╭─ EXERCISE DATA

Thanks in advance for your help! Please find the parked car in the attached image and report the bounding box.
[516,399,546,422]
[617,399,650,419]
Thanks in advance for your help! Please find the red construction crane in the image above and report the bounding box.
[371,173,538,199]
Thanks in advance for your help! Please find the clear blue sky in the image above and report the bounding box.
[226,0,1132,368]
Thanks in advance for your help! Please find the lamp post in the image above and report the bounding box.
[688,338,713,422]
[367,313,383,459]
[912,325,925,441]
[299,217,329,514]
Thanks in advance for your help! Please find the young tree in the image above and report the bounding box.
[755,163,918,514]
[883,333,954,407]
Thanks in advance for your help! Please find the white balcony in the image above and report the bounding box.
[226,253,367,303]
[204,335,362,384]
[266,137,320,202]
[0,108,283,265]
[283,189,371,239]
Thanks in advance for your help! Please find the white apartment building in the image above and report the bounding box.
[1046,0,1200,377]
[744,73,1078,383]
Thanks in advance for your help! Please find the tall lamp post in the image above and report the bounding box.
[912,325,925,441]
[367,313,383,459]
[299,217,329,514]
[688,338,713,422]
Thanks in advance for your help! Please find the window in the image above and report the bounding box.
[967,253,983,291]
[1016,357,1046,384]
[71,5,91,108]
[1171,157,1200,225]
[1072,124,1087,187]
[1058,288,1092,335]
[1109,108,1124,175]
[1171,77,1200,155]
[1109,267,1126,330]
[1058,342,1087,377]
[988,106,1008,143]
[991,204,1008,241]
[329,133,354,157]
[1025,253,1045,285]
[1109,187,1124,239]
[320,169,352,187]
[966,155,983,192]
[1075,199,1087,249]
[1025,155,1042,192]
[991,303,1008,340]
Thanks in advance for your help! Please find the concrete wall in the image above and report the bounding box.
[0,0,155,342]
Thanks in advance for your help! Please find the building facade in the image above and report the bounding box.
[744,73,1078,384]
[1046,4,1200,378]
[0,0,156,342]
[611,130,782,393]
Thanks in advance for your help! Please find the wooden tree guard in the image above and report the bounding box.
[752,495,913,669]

╰─

## GIVEN TASK:
List every line of the data above that contains the word "lamp", copying each one in full.

## THE RESPONSE:
Thanks in advance for your help! Please find the lamp post in the image above and report the bounding box.
Thanks in advance for your help! Please find the tall lamp post in the image above and report the bounding box.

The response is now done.